Text excerpt:

....

Region Puglia (Apulia), Italy
The territory of Puglia (or Apulia in English), the easternmost region in Italy, is a long, narrow peninsula, bordered by two seas, the Ionian and Adriatic, with the longest coastline in the Italian peninsula.
It is the least mountainous Italian region, mostly occupied by plains and hills, apart from some lower mountains of the Southern Apennine chain and the Gargano promontory, with high, steep cliffs. Half of its territory being flat, and occupied by a wide plain, called Tavoliere delle Puglie, the second largest in Italy, and some smaller plains as Terra di Bari and Pianura Salentina.
It is a land where ancient peoples left their traces in innumerable monuments interspersed throughout the territory, a land of rich culinary traditions, where biological agriculture is a growing, popular activity. The sea - and often two seas - is everywhere within easy reach, being the region so elongated.
Provinces of Apulia
Originally inhabited by an Illyric population, the region was always a strategic area for Mediterranean peoples, and since early times was colonized by the Greeks, who founded the colony of Taranto, then in the 4th century the Romans began their conquest of the territory, and built the Via Appia to connect it to Rome.

....

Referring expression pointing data

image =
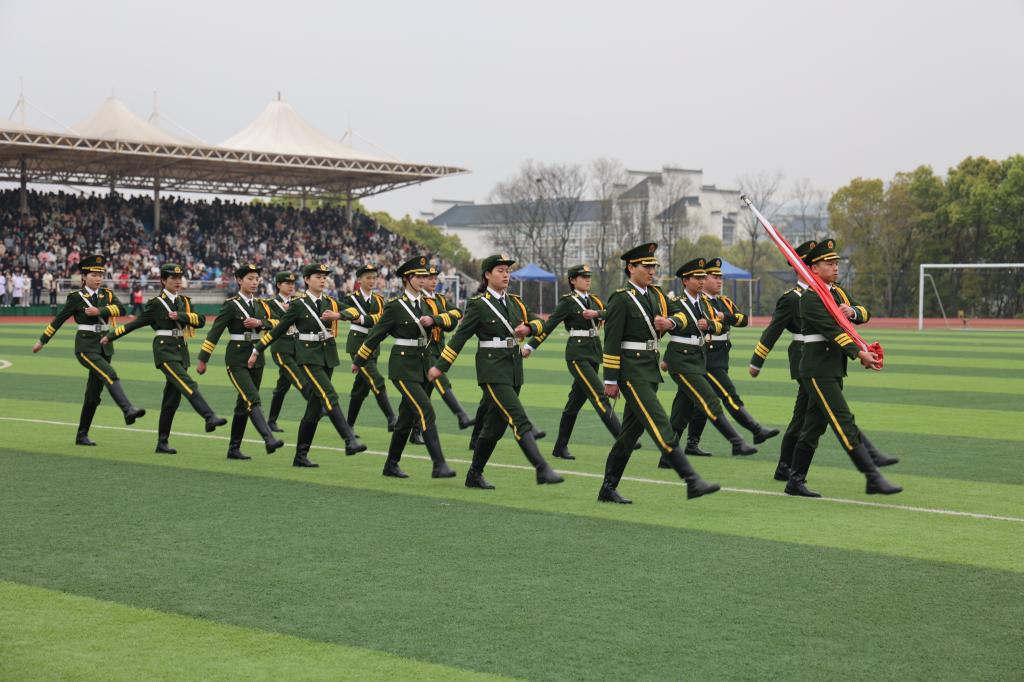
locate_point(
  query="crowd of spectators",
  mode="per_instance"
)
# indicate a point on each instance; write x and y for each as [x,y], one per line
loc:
[209,239]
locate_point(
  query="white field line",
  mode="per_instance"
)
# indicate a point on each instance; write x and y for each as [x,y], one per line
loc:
[582,474]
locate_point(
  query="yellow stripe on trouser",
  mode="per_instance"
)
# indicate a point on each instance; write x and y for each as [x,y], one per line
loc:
[704,403]
[230,375]
[725,393]
[98,371]
[327,402]
[597,398]
[423,418]
[653,426]
[839,429]
[184,386]
[508,416]
[295,380]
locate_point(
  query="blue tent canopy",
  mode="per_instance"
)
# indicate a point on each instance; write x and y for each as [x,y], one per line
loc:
[532,272]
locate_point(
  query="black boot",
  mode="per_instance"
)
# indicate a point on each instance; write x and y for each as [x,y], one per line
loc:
[545,474]
[880,458]
[565,424]
[474,477]
[739,446]
[352,444]
[877,483]
[613,468]
[433,442]
[695,486]
[747,420]
[269,440]
[130,412]
[453,402]
[235,444]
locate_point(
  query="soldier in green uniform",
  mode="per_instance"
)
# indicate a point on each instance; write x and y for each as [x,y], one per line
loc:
[94,309]
[172,320]
[822,367]
[718,364]
[692,320]
[498,318]
[283,350]
[637,316]
[365,306]
[314,315]
[408,320]
[583,313]
[243,316]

....

What this exercise asks:
• a. Based on the text about Puglia, say whether each statement agrees with it. Answer yes or no and quote the deciding words. (i) Puglia is the most mountainous region in Italy. (ii) The Tavoliere delle Puglie is the second largest plain in Italy. (iii) The Greeks founded the colony of Taranto.
• b. Write out the stretch of the Puglia text from "Region Puglia (Apulia), Italy" through "the Italian peninsula.".
• c. According to the text about Puglia, what did the Romans build to connect the region to Rome?

Outputs by task:
• a.
(i) No: "It is the least mountainous Italian region"
(ii) Yes: "called Tavoliere delle Puglie, the second largest in Italy"
(iii) Yes: "was colonized by the Greeks, who founded the colony of Taranto"

• b.
Region Puglia (Apulia), Italy
The territory of Puglia (or Apulia in English), the easternmost region in Italy, is a long, narrow peninsula, bordered by two seas, the Ionian and Adriatic, with the longest coastline in the Italian peninsula.

• c. The Via Appia.